Edit the data below so that every "top-left corner" becomes "upper-left corner", keeping everything else the same.

--- Begin Records provided ---

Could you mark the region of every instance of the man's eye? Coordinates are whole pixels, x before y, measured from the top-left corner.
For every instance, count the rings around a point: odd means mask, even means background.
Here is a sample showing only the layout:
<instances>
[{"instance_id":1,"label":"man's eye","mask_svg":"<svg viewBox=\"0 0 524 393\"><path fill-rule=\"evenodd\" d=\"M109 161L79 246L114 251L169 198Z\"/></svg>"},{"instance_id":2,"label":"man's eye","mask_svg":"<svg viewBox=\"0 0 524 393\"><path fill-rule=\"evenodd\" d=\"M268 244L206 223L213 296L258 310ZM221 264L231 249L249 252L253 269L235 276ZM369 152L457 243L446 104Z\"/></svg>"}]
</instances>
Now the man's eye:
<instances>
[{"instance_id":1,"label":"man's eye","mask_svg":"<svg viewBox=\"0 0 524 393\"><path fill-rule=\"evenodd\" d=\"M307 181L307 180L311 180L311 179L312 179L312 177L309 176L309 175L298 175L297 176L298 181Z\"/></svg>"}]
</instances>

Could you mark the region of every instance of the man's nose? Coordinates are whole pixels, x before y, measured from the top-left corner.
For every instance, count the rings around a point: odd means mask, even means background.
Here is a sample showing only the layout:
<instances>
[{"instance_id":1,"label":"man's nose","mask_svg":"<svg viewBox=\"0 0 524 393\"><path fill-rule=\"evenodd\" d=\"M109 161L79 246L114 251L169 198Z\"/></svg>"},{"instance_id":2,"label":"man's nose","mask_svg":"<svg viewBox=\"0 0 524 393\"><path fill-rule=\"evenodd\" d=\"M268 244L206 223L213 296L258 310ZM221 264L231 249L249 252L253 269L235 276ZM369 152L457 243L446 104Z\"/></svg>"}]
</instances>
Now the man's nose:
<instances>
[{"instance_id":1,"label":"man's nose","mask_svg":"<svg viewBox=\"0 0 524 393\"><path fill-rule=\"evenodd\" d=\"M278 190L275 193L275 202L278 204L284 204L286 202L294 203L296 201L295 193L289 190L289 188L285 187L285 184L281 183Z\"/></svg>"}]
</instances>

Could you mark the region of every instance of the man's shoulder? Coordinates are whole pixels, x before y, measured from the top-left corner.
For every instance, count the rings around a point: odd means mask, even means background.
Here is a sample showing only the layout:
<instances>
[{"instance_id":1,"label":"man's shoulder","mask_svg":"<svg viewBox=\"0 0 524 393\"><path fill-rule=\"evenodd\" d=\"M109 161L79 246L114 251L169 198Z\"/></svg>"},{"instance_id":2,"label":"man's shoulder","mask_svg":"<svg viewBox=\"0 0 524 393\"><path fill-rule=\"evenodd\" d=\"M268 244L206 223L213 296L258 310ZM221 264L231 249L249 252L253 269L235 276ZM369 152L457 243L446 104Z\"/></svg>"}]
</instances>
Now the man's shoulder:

--- End Records provided ---

Output:
Could you mark the region of every instance of the man's eye? Coordinates are whole pixels, x before y, measured from the upper-left corner.
For every instance, count the rings around a point: odd means mask, even means background.
Here is a sample showing only the layout:
<instances>
[{"instance_id":1,"label":"man's eye","mask_svg":"<svg viewBox=\"0 0 524 393\"><path fill-rule=\"evenodd\" d=\"M109 161L79 246L114 251L169 198Z\"/></svg>"},{"instance_id":2,"label":"man's eye","mask_svg":"<svg viewBox=\"0 0 524 393\"><path fill-rule=\"evenodd\" d=\"M268 244L206 223L213 296L258 310ZM221 264L231 249L249 252L253 269L235 276ZM369 152L457 243L446 104Z\"/></svg>"}]
</instances>
Now the man's eye:
<instances>
[{"instance_id":1,"label":"man's eye","mask_svg":"<svg viewBox=\"0 0 524 393\"><path fill-rule=\"evenodd\" d=\"M307 181L307 180L311 180L311 179L312 179L312 177L309 176L309 175L298 175L297 176L298 181Z\"/></svg>"}]
</instances>

Could you mark the region of every instance of the man's nose? Coordinates are whole pixels, x before y, measured from the upper-left corner.
For every instance, count the rings around a point: odd means mask, even means background.
Here is a sample showing only the layout:
<instances>
[{"instance_id":1,"label":"man's nose","mask_svg":"<svg viewBox=\"0 0 524 393\"><path fill-rule=\"evenodd\" d=\"M109 161L79 246L114 251L169 198Z\"/></svg>"},{"instance_id":2,"label":"man's nose","mask_svg":"<svg viewBox=\"0 0 524 393\"><path fill-rule=\"evenodd\" d=\"M268 244L206 223L213 296L258 310ZM221 264L231 249L249 252L253 269L235 276ZM369 152L457 243L446 104Z\"/></svg>"}]
</instances>
Now the man's nose:
<instances>
[{"instance_id":1,"label":"man's nose","mask_svg":"<svg viewBox=\"0 0 524 393\"><path fill-rule=\"evenodd\" d=\"M278 190L275 193L275 202L278 204L284 204L286 202L294 203L296 201L295 193L289 190L289 188L285 187L285 184L281 183Z\"/></svg>"}]
</instances>

Could you mark the region of every instance of the man's shoulder? Coordinates are whole pixels, x before y, measured from the upper-left corner.
For every instance, count the rings around a point: odd means mask, even means background.
Here is a sample showing only the layout:
<instances>
[{"instance_id":1,"label":"man's shoulder","mask_svg":"<svg viewBox=\"0 0 524 393\"><path fill-rule=\"evenodd\" d=\"M109 161L79 246L114 251L169 198Z\"/></svg>"},{"instance_id":2,"label":"man's shoulder","mask_svg":"<svg viewBox=\"0 0 524 393\"><path fill-rule=\"evenodd\" d=\"M268 244L206 223L213 296L258 310ZM221 264L231 249L249 252L253 269L235 276ZM369 152L457 243L446 104Z\"/></svg>"}]
</instances>
Now the man's shoulder:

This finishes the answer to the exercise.